#### The problem
Give the lines again exactly, from the one holding "Fill uses the even-odd convention." to the last line of the listing below, both ends included and nothing added.

#### Recorded information
==============================

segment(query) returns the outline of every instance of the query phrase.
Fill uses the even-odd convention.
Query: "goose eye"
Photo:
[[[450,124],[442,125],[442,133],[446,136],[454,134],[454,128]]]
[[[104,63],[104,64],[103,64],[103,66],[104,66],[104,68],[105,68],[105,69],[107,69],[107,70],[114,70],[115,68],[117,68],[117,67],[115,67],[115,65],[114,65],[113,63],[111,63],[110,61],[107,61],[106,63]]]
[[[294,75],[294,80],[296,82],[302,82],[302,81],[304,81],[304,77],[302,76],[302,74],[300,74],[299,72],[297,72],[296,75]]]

==============================

#### Exercise output
Fill uses the even-odd convention.
Query: "goose eye"
Photo:
[[[450,124],[442,125],[442,133],[446,136],[454,134],[454,128]]]
[[[104,63],[104,64],[103,64],[103,66],[104,66],[104,68],[105,68],[105,69],[107,69],[107,70],[114,70],[115,68],[117,68],[117,67],[115,67],[115,65],[114,65],[113,63],[111,63],[110,61],[107,61],[106,63]]]
[[[294,75],[294,80],[296,82],[302,82],[302,81],[304,81],[304,77],[302,76],[302,74],[300,74],[299,72],[297,72],[296,75]]]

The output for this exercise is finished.